>> start DATA TO PROCESS

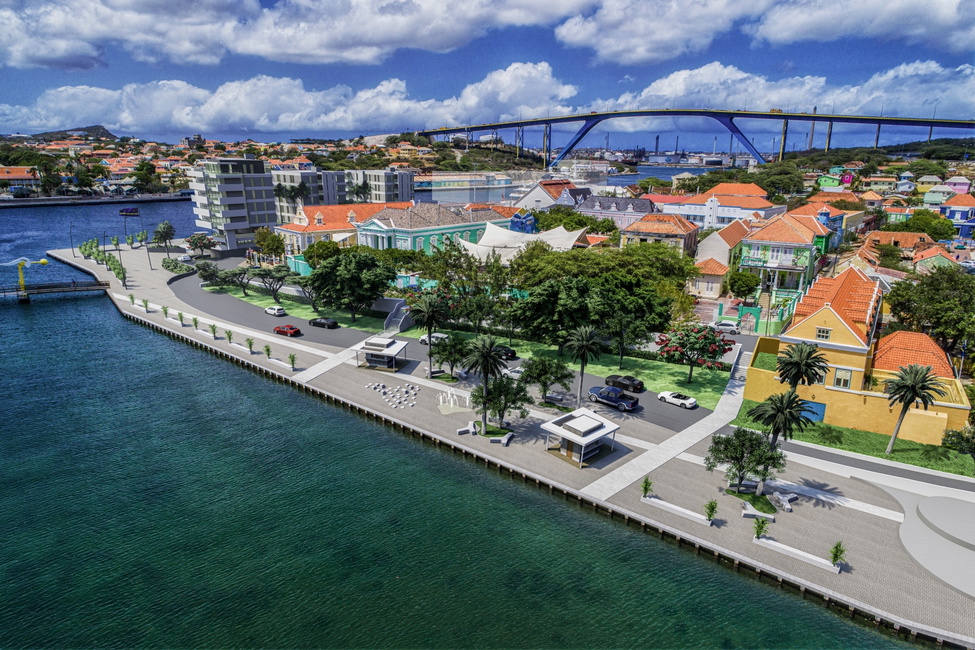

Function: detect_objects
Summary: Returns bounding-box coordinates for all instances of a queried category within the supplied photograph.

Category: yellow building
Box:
[745,268,971,444]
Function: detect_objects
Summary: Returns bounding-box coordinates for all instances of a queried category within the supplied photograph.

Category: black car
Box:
[606,375,643,393]
[308,318,339,330]
[494,345,518,361]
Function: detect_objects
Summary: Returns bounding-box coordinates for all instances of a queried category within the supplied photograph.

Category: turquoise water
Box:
[0,204,908,648]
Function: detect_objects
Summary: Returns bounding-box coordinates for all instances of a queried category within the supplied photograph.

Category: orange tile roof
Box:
[281,201,413,232]
[786,267,881,345]
[941,194,975,208]
[807,192,860,203]
[694,257,728,275]
[747,214,829,244]
[705,183,768,199]
[623,212,698,235]
[718,219,751,248]
[873,331,955,378]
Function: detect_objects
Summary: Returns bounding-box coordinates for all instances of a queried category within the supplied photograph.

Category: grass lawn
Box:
[731,400,975,476]
[205,287,385,334]
[401,327,731,410]
[725,488,777,515]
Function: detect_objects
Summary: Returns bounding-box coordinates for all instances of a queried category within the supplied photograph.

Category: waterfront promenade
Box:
[52,250,975,646]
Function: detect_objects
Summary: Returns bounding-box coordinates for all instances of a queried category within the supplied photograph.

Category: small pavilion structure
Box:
[350,336,409,372]
[542,408,620,468]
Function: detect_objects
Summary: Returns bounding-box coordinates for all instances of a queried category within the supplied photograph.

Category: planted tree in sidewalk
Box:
[521,356,575,400]
[657,324,731,383]
[775,341,829,390]
[941,424,975,474]
[640,475,653,499]
[829,540,846,566]
[464,334,505,431]
[565,325,602,404]
[471,377,535,431]
[704,427,785,494]
[884,363,948,456]
[704,499,718,521]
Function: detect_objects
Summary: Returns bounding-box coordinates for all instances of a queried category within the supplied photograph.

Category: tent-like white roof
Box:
[458,222,586,264]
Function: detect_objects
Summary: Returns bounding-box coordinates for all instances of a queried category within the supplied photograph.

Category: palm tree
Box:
[775,341,829,390]
[464,334,505,432]
[410,294,447,376]
[565,325,602,404]
[152,221,176,257]
[748,390,814,449]
[884,363,947,455]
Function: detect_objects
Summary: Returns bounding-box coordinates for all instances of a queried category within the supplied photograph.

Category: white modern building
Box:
[187,158,277,253]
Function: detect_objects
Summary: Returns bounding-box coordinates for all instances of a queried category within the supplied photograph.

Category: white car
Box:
[657,390,697,409]
[501,368,525,380]
[708,320,739,334]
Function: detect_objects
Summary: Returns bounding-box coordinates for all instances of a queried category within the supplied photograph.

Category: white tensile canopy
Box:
[458,222,586,264]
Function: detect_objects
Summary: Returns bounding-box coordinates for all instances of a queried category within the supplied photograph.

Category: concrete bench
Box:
[457,420,477,436]
[741,501,775,521]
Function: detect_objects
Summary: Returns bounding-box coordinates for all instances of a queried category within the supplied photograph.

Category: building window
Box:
[833,368,853,388]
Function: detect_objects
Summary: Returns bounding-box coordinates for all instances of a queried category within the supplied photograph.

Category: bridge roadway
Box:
[417,108,975,167]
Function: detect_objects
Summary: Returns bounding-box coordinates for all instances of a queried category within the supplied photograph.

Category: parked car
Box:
[308,318,339,330]
[274,325,301,336]
[501,368,525,379]
[657,390,697,409]
[494,345,518,361]
[708,320,740,334]
[606,375,643,393]
[589,386,640,411]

>> end DATA TO PROCESS

Pick out every line of the records that contains the string "building" and copy those lines.

Category: yellow building
Category: white modern building
Category: building window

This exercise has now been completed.